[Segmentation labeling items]
........

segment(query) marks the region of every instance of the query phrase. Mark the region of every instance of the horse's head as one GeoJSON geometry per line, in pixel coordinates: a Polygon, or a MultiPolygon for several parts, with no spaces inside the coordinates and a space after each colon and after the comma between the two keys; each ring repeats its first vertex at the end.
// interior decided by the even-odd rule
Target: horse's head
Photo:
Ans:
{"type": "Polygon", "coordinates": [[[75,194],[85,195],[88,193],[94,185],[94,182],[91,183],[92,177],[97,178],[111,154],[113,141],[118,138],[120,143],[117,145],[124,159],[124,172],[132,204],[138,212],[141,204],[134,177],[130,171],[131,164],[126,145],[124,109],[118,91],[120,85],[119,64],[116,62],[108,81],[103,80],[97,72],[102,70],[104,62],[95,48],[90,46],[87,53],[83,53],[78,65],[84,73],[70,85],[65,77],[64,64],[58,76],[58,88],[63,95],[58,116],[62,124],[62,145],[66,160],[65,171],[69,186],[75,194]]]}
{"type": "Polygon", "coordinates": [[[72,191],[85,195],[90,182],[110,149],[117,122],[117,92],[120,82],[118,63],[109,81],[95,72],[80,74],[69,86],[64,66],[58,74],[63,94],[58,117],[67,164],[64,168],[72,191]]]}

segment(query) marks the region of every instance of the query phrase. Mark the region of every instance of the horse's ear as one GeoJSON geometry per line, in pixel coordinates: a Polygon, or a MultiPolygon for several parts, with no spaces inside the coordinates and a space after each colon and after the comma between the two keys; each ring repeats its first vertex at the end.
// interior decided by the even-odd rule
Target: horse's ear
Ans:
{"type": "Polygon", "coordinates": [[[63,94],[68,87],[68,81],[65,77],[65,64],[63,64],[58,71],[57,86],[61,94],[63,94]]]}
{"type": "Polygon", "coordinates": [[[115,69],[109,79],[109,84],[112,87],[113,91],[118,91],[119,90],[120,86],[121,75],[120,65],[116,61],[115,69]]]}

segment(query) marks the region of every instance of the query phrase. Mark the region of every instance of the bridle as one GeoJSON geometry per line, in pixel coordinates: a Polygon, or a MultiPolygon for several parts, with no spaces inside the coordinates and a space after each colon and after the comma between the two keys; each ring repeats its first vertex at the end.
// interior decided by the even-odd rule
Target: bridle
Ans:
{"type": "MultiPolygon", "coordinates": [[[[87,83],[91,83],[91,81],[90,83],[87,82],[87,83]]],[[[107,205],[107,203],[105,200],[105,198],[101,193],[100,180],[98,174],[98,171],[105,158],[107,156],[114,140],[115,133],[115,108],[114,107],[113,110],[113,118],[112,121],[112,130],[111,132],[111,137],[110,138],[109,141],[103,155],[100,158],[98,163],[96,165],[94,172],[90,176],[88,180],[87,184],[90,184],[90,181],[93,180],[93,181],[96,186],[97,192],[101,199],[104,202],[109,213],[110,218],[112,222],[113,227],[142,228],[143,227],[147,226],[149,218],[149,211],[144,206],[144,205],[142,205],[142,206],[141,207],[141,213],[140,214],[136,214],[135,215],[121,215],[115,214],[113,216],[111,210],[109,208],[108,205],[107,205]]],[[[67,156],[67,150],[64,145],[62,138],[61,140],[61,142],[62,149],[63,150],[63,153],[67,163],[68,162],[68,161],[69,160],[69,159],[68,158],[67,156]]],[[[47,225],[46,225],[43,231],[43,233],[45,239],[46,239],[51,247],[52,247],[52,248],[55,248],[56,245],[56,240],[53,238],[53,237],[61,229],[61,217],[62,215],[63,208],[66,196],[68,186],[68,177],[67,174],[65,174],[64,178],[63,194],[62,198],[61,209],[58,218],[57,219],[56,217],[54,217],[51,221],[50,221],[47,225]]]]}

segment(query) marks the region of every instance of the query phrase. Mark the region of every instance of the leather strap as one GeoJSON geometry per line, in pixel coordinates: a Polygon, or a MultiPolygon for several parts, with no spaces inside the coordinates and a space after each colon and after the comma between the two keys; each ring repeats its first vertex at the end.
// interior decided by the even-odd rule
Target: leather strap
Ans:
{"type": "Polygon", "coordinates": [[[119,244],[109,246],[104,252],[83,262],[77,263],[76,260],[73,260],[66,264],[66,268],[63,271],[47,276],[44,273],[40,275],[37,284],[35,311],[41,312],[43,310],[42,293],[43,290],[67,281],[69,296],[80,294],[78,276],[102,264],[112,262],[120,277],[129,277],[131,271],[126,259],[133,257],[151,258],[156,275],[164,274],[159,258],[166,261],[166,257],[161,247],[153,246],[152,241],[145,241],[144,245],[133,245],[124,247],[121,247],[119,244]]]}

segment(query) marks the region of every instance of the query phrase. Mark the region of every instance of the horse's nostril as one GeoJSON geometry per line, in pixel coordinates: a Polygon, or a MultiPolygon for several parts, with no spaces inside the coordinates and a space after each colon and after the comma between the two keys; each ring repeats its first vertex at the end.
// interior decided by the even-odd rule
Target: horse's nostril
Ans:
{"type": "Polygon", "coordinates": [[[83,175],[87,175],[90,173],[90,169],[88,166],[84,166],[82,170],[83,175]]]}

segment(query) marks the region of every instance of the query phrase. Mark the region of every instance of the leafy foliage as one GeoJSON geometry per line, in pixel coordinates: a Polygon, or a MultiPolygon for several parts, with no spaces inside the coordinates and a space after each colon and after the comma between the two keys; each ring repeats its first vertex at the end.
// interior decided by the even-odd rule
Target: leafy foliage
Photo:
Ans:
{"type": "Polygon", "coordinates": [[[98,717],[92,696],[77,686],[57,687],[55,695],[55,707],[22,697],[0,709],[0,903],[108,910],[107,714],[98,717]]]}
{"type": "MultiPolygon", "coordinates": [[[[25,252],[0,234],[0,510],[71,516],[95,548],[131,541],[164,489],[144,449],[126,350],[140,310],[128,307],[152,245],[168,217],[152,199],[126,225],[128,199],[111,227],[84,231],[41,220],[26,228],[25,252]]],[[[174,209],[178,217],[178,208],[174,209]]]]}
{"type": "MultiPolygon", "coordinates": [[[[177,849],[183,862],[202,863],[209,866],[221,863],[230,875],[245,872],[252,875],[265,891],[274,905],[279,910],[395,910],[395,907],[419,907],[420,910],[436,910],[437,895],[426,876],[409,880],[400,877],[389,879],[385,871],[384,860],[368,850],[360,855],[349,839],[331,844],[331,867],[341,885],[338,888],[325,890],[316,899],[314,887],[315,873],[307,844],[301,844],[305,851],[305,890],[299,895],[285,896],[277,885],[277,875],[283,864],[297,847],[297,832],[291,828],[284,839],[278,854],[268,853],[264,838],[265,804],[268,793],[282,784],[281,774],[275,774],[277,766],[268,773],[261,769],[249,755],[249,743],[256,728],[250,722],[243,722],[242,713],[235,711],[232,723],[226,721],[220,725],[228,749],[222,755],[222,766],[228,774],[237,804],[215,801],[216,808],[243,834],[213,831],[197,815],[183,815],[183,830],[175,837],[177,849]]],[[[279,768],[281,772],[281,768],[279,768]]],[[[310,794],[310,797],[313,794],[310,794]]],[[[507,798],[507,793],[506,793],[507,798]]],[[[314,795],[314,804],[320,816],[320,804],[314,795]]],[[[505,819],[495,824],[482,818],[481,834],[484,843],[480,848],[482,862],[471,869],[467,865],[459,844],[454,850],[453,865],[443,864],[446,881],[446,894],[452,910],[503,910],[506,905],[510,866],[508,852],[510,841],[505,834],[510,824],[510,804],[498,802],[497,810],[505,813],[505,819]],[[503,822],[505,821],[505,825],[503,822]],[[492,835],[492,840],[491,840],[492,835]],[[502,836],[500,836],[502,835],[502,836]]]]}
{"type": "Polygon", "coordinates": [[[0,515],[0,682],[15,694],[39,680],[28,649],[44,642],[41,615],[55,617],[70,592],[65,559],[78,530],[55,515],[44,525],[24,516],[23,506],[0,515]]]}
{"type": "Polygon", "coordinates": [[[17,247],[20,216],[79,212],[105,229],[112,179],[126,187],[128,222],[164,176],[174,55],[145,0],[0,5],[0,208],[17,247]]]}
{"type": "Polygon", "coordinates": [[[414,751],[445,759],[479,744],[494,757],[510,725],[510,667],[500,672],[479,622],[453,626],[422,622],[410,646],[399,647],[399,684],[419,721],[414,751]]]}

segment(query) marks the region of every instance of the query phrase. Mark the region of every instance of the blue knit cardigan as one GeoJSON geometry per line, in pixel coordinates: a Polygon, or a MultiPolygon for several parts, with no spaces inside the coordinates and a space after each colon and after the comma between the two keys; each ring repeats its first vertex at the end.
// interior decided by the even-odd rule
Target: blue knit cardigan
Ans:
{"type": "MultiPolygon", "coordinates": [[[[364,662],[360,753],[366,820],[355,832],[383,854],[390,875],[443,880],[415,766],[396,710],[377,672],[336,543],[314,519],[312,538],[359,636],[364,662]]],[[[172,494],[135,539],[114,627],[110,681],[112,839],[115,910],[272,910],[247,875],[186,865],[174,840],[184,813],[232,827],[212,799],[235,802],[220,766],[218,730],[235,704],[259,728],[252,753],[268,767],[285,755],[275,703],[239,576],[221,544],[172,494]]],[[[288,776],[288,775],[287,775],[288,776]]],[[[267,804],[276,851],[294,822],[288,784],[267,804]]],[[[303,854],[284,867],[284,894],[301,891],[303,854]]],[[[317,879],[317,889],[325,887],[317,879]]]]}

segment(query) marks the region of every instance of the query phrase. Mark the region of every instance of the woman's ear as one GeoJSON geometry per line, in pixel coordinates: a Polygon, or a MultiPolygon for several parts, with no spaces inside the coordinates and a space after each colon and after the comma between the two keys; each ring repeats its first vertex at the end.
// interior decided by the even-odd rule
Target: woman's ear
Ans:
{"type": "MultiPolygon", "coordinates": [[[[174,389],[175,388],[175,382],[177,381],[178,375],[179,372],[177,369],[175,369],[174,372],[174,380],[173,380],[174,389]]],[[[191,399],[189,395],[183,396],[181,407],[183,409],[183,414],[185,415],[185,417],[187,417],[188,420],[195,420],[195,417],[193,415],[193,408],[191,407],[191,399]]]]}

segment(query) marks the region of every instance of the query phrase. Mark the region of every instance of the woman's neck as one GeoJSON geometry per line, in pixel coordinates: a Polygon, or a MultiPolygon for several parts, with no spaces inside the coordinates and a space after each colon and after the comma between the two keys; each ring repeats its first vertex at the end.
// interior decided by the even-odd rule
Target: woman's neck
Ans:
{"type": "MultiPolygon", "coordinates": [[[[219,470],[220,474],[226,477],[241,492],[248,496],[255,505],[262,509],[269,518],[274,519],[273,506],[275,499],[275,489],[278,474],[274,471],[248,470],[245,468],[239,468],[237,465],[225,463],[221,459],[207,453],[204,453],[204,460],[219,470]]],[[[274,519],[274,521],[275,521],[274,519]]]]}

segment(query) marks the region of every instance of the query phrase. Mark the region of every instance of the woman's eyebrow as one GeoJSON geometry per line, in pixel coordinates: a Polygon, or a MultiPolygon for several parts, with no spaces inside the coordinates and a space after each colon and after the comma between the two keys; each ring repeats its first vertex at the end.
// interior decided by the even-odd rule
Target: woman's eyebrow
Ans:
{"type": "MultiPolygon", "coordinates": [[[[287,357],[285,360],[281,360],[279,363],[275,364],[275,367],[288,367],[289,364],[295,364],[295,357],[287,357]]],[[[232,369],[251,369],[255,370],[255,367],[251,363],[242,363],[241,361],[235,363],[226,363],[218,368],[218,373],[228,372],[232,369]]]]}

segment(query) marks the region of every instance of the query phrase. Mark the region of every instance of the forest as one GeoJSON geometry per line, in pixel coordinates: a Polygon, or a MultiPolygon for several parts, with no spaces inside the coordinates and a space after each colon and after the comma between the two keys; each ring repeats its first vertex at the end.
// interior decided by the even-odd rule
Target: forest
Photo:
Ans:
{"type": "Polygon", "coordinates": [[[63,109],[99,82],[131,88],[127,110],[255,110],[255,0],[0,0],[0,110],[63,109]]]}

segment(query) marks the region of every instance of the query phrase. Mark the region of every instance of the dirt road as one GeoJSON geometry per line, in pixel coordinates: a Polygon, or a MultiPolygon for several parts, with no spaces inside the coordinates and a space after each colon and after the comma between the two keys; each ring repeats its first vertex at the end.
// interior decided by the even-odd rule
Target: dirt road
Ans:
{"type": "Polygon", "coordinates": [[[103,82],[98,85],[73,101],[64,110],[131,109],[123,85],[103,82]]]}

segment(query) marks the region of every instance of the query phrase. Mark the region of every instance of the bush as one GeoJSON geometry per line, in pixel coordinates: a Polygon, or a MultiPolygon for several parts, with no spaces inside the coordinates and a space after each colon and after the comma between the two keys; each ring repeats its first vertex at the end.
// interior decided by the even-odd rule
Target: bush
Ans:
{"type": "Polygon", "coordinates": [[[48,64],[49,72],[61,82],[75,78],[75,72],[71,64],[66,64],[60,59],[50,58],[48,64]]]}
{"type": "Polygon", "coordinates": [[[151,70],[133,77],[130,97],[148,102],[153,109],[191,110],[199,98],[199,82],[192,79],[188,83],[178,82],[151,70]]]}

........

** REQUIREMENT **
Find the line containing "of the bush". Reproduce it exactly, along with every line after it through the last.

** REPLY TO THE EXERCISE **
segment(query) marks the region of every instance of the query phrase. Mark the region of every instance of the bush as one GeoJSON geometry per line, in pixel coordinates: a Polygon, or a MultiPolygon for several parts, with no spaces inside the coordinates and a space after each colon and after the comma between the two keys; each ring repeats its first vertex at the end.
// interior decided by the even-odd rule
Target: bush
Ans:
{"type": "Polygon", "coordinates": [[[48,64],[49,72],[61,82],[75,78],[75,72],[71,64],[66,64],[60,59],[50,58],[48,64]]]}
{"type": "Polygon", "coordinates": [[[151,70],[133,77],[130,97],[148,102],[153,109],[191,110],[199,98],[199,82],[192,79],[188,83],[178,82],[151,70]]]}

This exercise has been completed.